Exercise objective —
Gather each line of the entries below that includes "white".

Region pointing data
══════
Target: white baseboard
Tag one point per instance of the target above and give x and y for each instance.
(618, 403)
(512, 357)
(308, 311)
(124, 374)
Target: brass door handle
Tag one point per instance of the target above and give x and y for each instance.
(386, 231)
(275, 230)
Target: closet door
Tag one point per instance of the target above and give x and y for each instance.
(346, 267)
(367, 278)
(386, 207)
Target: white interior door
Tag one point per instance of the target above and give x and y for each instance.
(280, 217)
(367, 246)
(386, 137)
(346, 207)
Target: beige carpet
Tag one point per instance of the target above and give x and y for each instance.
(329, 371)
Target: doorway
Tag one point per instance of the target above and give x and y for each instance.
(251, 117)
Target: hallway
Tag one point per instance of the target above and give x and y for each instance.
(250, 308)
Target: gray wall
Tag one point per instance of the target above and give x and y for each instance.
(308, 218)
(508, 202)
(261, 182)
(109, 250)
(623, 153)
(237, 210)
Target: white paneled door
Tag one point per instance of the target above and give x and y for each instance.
══════
Problem solution —
Target: white baseboard
Target: white interior door
Target: white paneled door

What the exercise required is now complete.